▼▼▼

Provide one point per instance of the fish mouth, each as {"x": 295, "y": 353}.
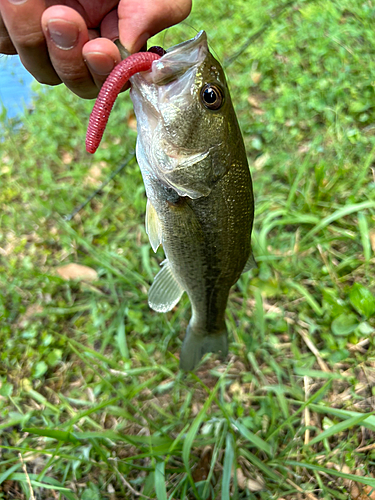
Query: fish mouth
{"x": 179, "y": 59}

▲▲▲
▼▼▼

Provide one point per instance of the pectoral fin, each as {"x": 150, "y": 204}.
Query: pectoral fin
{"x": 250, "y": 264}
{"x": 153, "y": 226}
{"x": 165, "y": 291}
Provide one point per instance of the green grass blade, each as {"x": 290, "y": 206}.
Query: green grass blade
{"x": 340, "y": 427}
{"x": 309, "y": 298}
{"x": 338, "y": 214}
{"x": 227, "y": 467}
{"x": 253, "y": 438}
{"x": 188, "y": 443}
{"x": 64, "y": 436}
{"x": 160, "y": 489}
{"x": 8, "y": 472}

▲▲▲

=== EXERCISE AIM ===
Which lines in the entries above contain the word "Provide"? Copy each one out in full.

=== RESULT OF THIS EXERCISE ===
Provide one point per instance of the fish mouth, each as {"x": 295, "y": 353}.
Provide one point per instance of the pectoral fin, each as {"x": 150, "y": 204}.
Provide one point per instance of the green grass blade, each as {"x": 290, "y": 206}.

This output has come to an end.